== Selected passage ==

• Richard Hughes

Diana: 22 Years Later

Updated: Sep 10

The 31st of August, 1997. It was a sunny Sunday morning, glorious in fact, the summer not yet over. I had just stumbled down to breakfast at my parents' where I had been spending the weekend.

‘They’ve killed her,’ said my Mum, turning from the old black and whilte TV we had in the kitchen.

On the screen, images of Princess Diana, reports of a car crash in Paris. Three dead; the paparazzi implicated. Like a pack of wolves now sheepish. No seat belts, no hope of surviving the crumpled wreckage of that one.

What followed is now all too familiar: The funeral, the teenage William and Harry behind the cortege, the ocean of flowers at Kensington Palace and an outpouring of grief for a Mother and Princess; for someone we thought we knew so well but of course we did not. For someone whose life resonated, for our own losses, for all that had been suppressed for so long. Something changed that day and as a nation, we began to talk. We began to feel. The British stiff upper lip trembled, we would never be the same again.

For many years after that fateful day, Diana's presence was everywhere; her image not far from front cover of the tabloids. I remember a friend saying that their 5-year-old daughter had been in tears because ‘the beautiful princess had just died’; she was talking about Diana who had been dead for more than a decade. And then she was gone, her mischevious smile replaced by endless Z-list celebrity social media updates; her legacy hazy, disputed and relegated to that of 'fashion icon'. I still find it fascinating that some young adults have no idea who Diana was; born after she died, she means nothing to them.

===
== Given data ==

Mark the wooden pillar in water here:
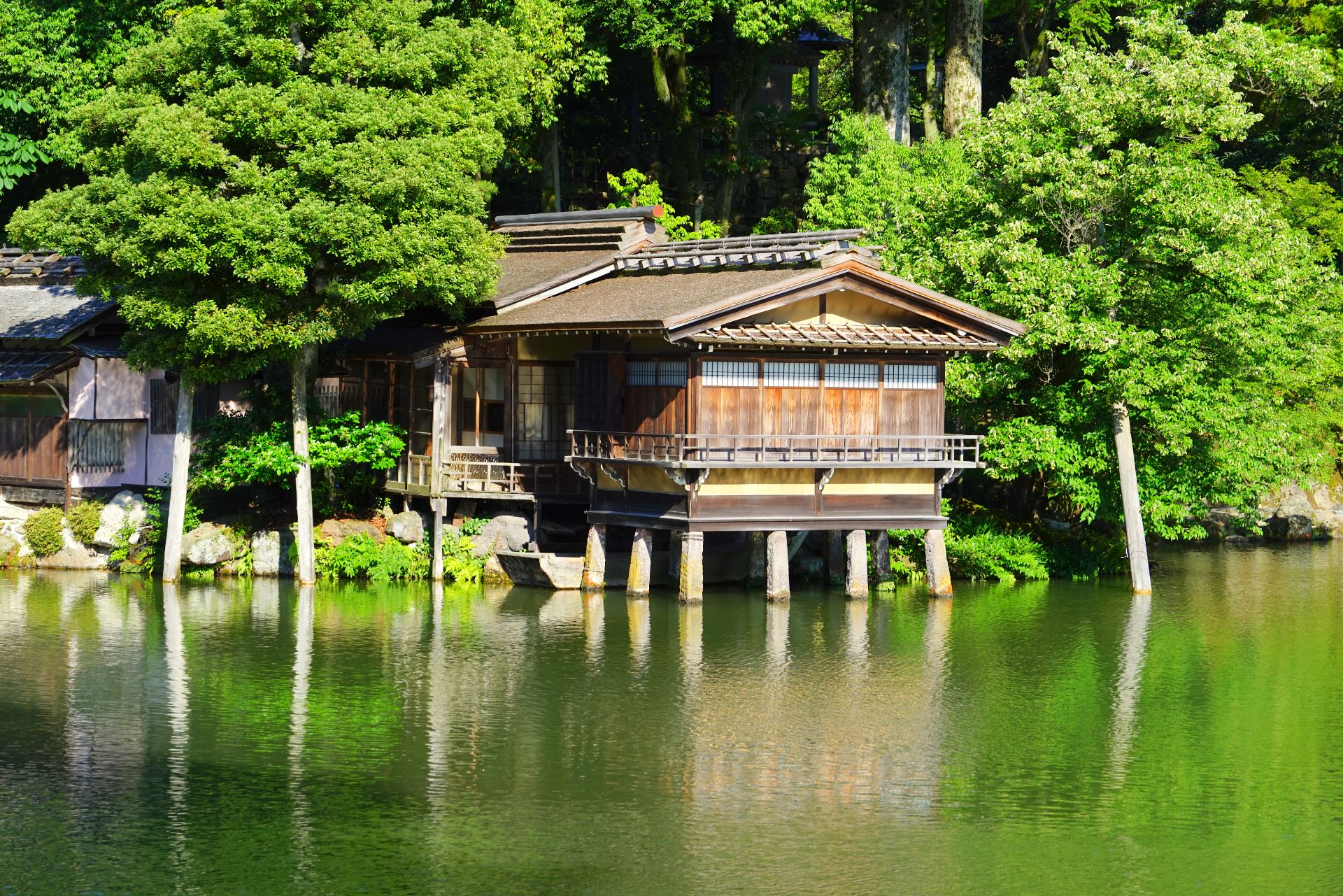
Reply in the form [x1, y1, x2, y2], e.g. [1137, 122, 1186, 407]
[924, 529, 951, 598]
[583, 525, 606, 591]
[677, 532, 704, 603]
[625, 529, 653, 598]
[872, 529, 892, 588]
[764, 531, 793, 602]
[428, 499, 447, 582]
[844, 529, 867, 600]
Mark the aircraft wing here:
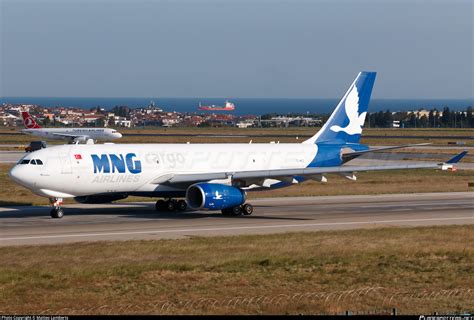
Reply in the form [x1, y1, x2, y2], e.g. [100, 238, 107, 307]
[152, 163, 438, 184]
[151, 152, 467, 184]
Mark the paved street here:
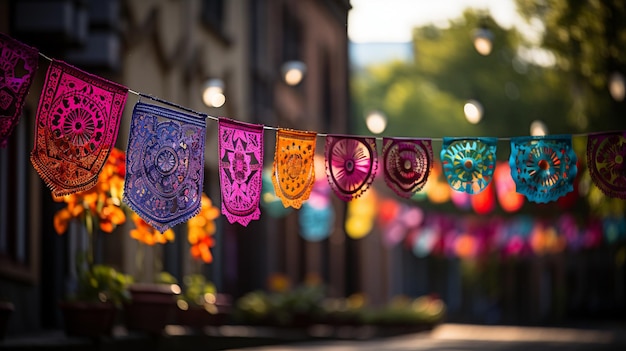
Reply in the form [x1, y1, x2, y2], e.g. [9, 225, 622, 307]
[228, 324, 626, 351]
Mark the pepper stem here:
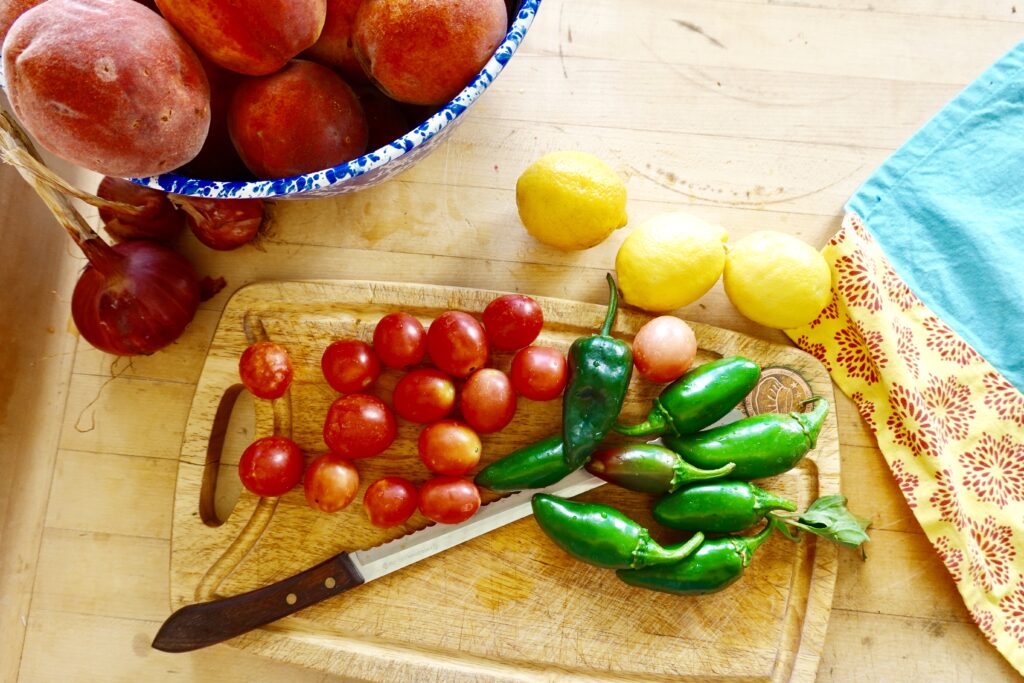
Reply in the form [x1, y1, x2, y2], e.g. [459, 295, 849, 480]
[669, 458, 737, 491]
[795, 396, 828, 449]
[600, 272, 618, 337]
[611, 399, 669, 436]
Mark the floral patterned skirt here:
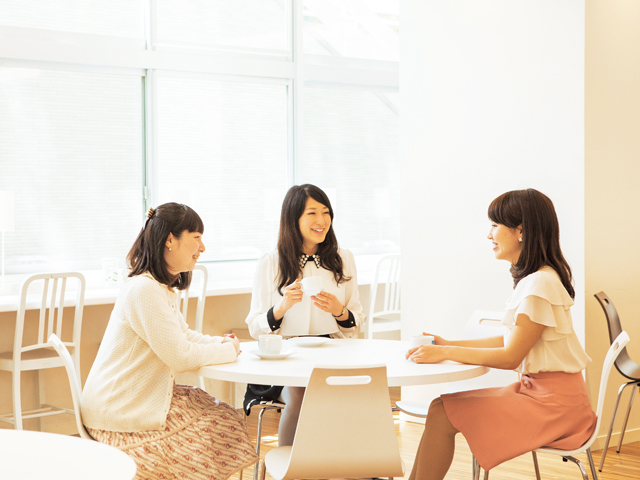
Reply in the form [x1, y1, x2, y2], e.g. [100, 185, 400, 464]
[87, 385, 258, 480]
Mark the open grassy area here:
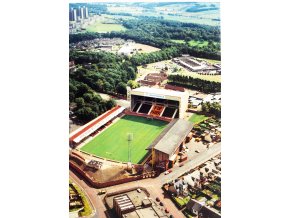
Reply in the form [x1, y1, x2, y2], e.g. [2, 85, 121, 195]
[81, 116, 167, 163]
[188, 40, 208, 47]
[197, 58, 221, 64]
[170, 39, 217, 47]
[189, 113, 209, 124]
[170, 39, 185, 44]
[86, 20, 126, 33]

===

**Challenge:** Copy the piece on Diana between "The 31st of" and "spending the weekend.", inclusive, changing "Sunday" to "Saturday". The lines that come after the piece on Diana are separate material.

**Correct answer:**
The 31st of August, 1997. It was a sunny Saturday morning, glorious in fact, the summer not yet over. I had just stumbled down to breakfast at my parents' where I had been spending the weekend.